THINGS TO DO
a) In the essay about an RV trip to Florida, how long did the drive to St. Augustine take?
b) Pick up the essay about the RV trip to Florida right after its final sentence and continue it.

QUOTED PASSAGE
──────────────────────────────

I love Colorado. I have since the first time I visited more than thirty years ago. I remember thinking, I’m going to come back here someday, and I did. After sixteen winters—five after I stopped skiing—it felt like time to try something different. Marilyn, who had spent even more winters there than I had, agreed.

 

So we loaded up the RV and headed to Florida.

 

Twenty-five hours of driving and four days later, we arrived in St. Augustine. I began this essay sitting inside the RV while the temperature outside hovered at twenty-eight degrees, colder than many winter mornings back home in Colorado.It has been a good adventure. A real one.

 

What has surprised me most is how quickly we habituate to the world we build around us. At home, I move from room to room without thinking. In my office, everything is tuned to me: a large monitor, a familiar layout, accessibility tools that make writing with visual impairment not just possible, but fluid. Effort fades into the background.

 


The RV is comfortable. It’s large for what it is, with plenty of space and even a small desk. I knew it wouldn’t be the same. What I underestimated was how much that difference would matter—and how quietly it would begin to erode my sense of control.

 

Our RV has an exterior spray hose you can use to rinse dirt off things—the dog, your shoes—before dragging it into the living space. It’s a small but genuinely useful amenity, when it works. Ours sprang a leak, thanks to a failed O-ring. An easy fix. The kind of thing I’ve repaired countless times over the years.

 

I took the broken O-ring to a nearby Ace Hardware. You know the wall of little drawers—springs, washers, gaskets—every hardware store seems to have one. With the help of an employee, we dug through them until we found a match. It fit perfectly. I paid, left the store, and felt competent.

 

It didn’t work.

 

Back in the RV, I turned to AI and learned that what I actually needed was an AS-006 EPDM O-ring, 5/16" ID × 1/16" cross-section, NSF potable-water safe. Armed with that information, we drove to a different Ace Hardware. An employee confirmed the size, nodded thoughtfully, and told us they were out of stock.

 

Next stop: Lowe’s. Row after row of O-rings, each labeled with part numbers and specifications printed in what appeared to be six-point font. So my wife started reading them for me.

 

“Here’s a five-sixteenths,” she said.

 

“What’s the inside diameter?” I asked.

 

“What’s that?”

 

Ten minutes later, we left empty-handed again.

 

Camping World, I thought, has to have one of these. Worst case, I’d buy an entirely new spray hose. We left with neither—and with me briefly wondering whether the most efficient solution might be to buy a new RV.

 

Amazon, then. Surely this is what Amazon is for. But it took only a moment to realize their recommendation engine wouldn’t let me search for what I needed. It insisted on showing me what it thought I wanted instead.

 

Somewhere between the third hardware store and my explaining the difference between ID and OD, it occurred to me that this wasn’t really about an O-ring anymore.

 

Traveling in an RV is always an adventure. Sometimes more than I signed up for. At times it feels less like travel and more like a rolling home-improvement project. Each time we reach a destination and open the door, I start scanning for what shook loose along the way. A window valance. A speaker. The light over the kitchen sink. There’s always something. Take a house, put it on four wheels, and pound it down the highway for several hours—something is going to break.

──────────────────────────────

Collected data:
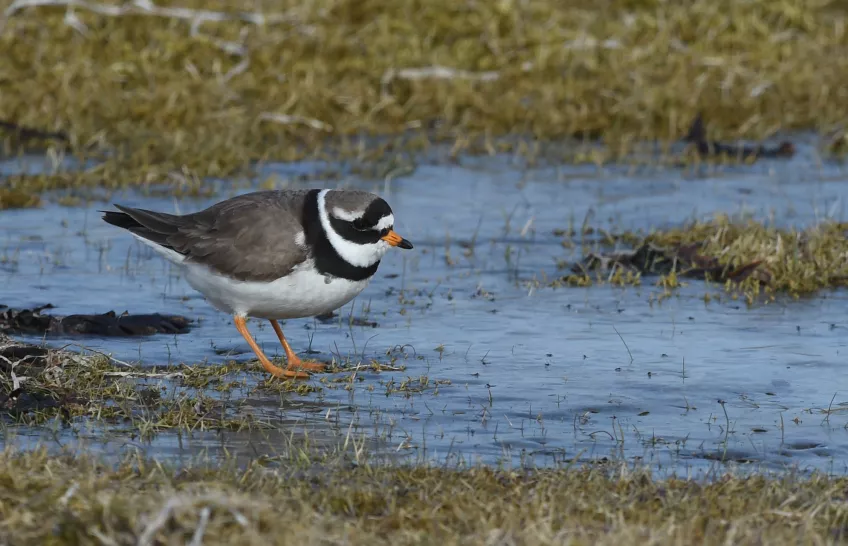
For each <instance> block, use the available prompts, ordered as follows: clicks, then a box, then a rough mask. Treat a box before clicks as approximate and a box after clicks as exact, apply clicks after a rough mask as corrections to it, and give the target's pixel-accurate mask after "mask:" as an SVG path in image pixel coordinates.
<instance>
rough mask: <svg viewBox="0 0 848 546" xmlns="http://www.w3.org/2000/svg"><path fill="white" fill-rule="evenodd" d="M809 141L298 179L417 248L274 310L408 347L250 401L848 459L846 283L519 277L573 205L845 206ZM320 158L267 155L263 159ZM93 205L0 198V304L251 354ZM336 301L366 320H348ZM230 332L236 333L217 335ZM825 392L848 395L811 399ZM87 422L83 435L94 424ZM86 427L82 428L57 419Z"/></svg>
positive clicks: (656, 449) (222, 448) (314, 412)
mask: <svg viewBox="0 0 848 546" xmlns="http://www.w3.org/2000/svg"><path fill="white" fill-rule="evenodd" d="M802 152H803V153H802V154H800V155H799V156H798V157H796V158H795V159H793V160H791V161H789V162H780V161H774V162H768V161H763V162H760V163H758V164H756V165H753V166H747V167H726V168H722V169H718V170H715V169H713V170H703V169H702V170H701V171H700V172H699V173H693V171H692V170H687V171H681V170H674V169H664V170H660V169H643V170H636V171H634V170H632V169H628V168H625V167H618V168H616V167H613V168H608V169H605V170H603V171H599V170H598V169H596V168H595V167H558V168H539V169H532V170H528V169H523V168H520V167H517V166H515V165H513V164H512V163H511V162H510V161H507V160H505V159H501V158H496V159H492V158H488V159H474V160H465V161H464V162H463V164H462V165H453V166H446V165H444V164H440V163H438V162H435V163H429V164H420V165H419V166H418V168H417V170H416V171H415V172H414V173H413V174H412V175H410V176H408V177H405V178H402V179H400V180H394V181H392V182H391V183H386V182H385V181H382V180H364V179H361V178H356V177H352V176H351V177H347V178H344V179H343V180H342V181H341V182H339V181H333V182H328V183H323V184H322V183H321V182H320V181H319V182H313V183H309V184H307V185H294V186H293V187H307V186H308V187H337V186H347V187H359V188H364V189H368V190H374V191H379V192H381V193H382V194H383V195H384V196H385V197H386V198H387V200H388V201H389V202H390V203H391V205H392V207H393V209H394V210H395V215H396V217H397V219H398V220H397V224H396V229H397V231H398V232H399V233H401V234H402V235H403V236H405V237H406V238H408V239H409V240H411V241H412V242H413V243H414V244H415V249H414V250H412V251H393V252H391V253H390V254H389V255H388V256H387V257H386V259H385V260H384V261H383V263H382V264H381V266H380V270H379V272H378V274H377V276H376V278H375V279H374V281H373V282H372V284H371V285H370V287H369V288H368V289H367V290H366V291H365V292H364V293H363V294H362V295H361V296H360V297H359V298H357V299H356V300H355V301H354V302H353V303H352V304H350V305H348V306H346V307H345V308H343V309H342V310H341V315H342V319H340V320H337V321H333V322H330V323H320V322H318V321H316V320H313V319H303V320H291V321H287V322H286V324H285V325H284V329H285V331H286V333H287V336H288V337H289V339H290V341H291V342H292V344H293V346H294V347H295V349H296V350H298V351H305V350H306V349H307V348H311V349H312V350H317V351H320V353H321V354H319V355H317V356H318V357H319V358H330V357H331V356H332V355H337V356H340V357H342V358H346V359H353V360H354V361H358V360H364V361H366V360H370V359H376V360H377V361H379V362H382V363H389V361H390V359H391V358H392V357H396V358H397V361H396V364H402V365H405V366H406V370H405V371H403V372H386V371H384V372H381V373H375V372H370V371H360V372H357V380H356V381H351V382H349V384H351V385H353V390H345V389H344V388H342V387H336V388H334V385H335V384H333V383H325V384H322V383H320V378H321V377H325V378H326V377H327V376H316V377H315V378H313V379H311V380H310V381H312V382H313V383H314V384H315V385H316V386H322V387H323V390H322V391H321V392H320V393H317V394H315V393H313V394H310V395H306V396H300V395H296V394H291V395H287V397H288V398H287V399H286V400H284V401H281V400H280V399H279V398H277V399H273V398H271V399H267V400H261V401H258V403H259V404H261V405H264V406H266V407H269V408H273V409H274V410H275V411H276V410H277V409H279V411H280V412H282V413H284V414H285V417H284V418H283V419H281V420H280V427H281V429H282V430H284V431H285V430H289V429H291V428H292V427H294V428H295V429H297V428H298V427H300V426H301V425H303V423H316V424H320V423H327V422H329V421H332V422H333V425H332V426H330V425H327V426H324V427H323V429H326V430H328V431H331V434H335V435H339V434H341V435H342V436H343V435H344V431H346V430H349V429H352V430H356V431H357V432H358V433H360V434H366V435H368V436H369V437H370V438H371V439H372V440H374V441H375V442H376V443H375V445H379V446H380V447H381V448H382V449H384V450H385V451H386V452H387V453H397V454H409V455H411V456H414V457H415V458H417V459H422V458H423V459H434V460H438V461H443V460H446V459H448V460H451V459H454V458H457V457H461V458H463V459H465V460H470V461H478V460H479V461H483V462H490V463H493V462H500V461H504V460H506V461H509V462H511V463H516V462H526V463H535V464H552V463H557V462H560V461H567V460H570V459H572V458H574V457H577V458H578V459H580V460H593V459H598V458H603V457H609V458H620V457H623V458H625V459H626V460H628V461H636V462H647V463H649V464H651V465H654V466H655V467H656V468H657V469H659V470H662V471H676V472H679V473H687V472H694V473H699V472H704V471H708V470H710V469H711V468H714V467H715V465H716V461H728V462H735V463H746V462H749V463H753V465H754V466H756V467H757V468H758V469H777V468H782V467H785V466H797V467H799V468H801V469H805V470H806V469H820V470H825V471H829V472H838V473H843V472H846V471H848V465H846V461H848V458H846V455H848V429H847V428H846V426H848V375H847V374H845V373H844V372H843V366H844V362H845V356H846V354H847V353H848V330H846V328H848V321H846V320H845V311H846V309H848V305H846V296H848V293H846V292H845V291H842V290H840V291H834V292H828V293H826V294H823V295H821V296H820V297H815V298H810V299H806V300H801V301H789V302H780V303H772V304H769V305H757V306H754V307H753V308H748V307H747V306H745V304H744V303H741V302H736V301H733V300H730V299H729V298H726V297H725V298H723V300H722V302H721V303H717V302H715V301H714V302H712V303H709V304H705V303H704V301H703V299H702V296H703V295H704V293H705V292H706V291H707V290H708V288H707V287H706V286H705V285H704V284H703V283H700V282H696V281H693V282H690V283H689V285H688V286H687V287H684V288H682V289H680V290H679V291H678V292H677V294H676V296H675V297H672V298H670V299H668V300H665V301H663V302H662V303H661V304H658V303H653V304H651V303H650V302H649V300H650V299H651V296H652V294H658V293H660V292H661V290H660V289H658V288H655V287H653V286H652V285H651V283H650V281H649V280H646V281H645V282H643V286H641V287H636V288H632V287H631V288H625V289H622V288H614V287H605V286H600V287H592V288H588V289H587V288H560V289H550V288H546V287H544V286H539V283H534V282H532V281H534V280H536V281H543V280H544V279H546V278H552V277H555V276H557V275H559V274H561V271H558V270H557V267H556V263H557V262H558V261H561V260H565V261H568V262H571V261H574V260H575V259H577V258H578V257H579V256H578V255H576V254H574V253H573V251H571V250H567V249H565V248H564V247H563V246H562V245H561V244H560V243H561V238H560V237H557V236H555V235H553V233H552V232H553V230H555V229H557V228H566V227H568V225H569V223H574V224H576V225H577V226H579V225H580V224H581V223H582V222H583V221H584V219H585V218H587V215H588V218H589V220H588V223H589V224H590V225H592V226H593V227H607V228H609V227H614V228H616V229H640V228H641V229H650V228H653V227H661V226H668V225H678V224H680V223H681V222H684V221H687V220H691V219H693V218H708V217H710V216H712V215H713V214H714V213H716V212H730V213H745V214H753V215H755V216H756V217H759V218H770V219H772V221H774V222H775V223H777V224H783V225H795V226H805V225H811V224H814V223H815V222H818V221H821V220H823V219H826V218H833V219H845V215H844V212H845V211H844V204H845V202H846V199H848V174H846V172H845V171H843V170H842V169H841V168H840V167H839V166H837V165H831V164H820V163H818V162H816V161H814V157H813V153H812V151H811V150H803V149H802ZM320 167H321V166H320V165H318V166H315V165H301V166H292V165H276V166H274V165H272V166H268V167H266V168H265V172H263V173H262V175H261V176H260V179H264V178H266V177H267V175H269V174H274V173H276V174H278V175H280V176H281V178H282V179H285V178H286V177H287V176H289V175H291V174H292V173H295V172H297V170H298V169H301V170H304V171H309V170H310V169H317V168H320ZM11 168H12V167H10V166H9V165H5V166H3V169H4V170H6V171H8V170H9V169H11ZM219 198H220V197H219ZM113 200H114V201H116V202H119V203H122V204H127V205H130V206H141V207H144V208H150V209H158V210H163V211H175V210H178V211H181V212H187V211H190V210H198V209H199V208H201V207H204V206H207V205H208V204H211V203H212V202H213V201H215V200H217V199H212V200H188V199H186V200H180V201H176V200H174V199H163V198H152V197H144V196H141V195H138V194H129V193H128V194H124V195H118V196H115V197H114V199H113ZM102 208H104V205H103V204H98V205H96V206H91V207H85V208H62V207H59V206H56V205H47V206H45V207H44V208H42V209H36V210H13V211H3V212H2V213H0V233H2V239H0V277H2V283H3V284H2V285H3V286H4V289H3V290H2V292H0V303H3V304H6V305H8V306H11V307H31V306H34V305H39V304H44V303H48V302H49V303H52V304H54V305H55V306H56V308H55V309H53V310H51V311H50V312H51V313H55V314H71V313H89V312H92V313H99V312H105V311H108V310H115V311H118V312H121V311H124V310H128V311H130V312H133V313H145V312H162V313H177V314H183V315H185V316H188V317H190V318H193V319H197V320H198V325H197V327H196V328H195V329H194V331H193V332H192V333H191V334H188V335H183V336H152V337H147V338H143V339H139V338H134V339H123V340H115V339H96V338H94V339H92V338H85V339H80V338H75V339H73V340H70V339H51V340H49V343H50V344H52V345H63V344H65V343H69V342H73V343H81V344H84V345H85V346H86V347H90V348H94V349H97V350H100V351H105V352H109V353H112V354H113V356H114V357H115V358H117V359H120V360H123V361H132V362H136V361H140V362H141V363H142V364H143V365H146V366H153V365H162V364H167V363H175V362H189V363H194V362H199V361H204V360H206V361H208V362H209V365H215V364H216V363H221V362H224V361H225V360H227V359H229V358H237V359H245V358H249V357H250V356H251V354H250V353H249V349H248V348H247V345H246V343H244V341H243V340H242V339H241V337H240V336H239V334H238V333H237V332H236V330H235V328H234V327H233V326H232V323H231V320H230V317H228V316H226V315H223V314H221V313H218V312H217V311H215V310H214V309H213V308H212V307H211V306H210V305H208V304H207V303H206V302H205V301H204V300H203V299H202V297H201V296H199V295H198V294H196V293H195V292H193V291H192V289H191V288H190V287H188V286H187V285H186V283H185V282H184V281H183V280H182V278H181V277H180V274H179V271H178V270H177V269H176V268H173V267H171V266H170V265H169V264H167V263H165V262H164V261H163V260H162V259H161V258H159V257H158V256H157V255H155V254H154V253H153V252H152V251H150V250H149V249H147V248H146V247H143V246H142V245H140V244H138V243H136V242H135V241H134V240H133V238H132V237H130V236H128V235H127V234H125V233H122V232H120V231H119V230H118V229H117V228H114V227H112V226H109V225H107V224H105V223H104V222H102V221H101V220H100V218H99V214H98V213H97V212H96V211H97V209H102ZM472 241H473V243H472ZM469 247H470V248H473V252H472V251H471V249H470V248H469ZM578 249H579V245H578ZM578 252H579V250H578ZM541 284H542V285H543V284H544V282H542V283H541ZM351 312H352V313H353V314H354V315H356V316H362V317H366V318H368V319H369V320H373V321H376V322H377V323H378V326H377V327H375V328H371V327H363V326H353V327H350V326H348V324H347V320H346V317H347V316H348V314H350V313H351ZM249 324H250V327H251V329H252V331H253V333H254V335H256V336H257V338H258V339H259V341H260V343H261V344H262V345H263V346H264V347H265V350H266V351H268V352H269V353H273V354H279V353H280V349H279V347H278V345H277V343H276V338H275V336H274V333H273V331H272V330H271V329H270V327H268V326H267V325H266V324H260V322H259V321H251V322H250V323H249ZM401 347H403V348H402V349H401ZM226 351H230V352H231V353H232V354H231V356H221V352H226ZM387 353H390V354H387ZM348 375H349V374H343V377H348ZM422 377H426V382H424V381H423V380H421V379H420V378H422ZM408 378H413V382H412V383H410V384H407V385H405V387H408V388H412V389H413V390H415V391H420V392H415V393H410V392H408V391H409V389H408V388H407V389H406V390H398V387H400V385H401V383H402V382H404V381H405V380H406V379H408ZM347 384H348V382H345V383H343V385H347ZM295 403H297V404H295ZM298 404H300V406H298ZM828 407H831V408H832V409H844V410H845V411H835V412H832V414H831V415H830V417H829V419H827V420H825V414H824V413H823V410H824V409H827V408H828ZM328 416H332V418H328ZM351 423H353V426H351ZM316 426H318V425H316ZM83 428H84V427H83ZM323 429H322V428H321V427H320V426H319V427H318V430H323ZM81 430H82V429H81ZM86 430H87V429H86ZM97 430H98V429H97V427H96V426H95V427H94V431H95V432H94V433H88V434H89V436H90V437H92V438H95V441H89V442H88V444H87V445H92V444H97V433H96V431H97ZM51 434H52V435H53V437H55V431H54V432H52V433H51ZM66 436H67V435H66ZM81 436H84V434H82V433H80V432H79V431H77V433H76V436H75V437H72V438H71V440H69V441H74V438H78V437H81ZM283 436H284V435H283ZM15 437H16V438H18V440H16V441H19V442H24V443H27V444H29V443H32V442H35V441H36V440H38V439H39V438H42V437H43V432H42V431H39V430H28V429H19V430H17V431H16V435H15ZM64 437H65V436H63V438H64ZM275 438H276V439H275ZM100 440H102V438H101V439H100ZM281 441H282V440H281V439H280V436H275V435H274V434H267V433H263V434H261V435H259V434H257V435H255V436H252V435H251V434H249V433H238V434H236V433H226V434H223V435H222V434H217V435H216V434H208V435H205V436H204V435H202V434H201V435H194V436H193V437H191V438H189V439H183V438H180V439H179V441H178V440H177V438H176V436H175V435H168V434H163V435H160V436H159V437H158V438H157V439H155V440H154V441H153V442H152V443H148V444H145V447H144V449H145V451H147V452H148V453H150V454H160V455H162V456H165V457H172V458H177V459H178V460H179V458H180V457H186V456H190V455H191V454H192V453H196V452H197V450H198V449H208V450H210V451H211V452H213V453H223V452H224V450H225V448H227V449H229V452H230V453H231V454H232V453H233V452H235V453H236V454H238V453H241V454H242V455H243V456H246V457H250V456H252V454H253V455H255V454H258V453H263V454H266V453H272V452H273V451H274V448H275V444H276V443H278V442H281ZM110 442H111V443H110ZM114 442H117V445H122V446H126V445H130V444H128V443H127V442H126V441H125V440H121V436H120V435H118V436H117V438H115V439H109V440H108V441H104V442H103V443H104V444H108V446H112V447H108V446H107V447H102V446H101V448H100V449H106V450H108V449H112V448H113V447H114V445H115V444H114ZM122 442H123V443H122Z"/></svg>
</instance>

──────────────────────────────

REPLIES
a) Twenty-five hours of driving over four days.

b)
We bought our first RV after I knew I was losing my central vision, but before I had to give up driving, and before so many other quiet losses began to stack up. Back then, when something broke, I fixed it. Things have changed in the years since. I can’t pick out the bag of coffee I want in a grocery store, let alone an O-ring. I still bring my tool bag on every trip, but these days it serves more as ballast than utility.

 

The same pattern showed up when I tried to get my old laptop working so I could leave the large desktop I rely on at home. In theory, it should have been simple. In practice, it wasn’t.

 

I keep running into the same wall. Losing the ability to do things you once did without thinking is frustrating, but it’s something I’ve learned to live with over the past several years. What I’m only now beginning to understand is that the harder loss isn’t ability—it’s agency. And that’s proving much more difficult to accept.

 

By agency, I don’t mean independence or self-reliance in the heroic sense. I mean something simpler: the ability to carry out the ordinary things in your daily life that matter to you.

 

For me, agency is one of the quiet foundations of dignity. When it erodes, what follows isn’t dramatic grief. It’s subtler than that. Not the searing pain of losing a loved one, but something more like a low-grade fever—always there, easy to ignore at first, but slowly draining your energy and leaving you feeling just a little less than yourself.

 

For most of my life, I thought little about agency. It was invisible to me because it wasn’t missing. It’s far harder to notice its presence than its absence.

 

Now, even when I know exactly what I need—an O-ring, a setting, a file—I can’t always act on that knowledge myself. The thinking is still there. The intention is still there. But somewhere between deciding and doing, the process breaks down. I find myself dependent on things beyond my control to carry out even the simplest tasks on some days.

 

In the aftermath of the O-ring debacle, I ran headlong into another version of the same problem while wrestling with technical issues on my computer. Things I can usually address easily at home, on a large screen, became stubborn and opaque on my aging laptop. Hours later, I found myself snapping at my wife for no real reason. Sensing that something deeper was going on, she responded with compassion rather than the outrage that might have been justified. It helped me unwind, but it wasn’t until the next morning, while writing in my journal, that I understood what was really happening. I was reacting to the accumulated loss of agency.

 

At home, I can move through life with relative ease. I know what I can do and what I can’t. I know where things are. And if all else fails, I know where I can retreat for a few moments to reset. In the RV, I have none of that. I was caught off guard by how quickly—and quietly—the loss of agency crept in, without ever announcing itself.

 

I don’t know that there’s an easy fix for this, or even that there should be one. What I’m learning is how quickly agency can slip away when the environment changes—and how much of my sense of dignity goes with it. Paying attention to that may be the only real response I have right now.

 


Somewhere between the broken O-ring and the road unfolding ahead of us, I found a lesson that had little to do with what I could or could not fix on my own. I was reminded of the importance of listening for the quiet whisper beneath the anger, the one that reveals what’s really in my heart before emotion takes over.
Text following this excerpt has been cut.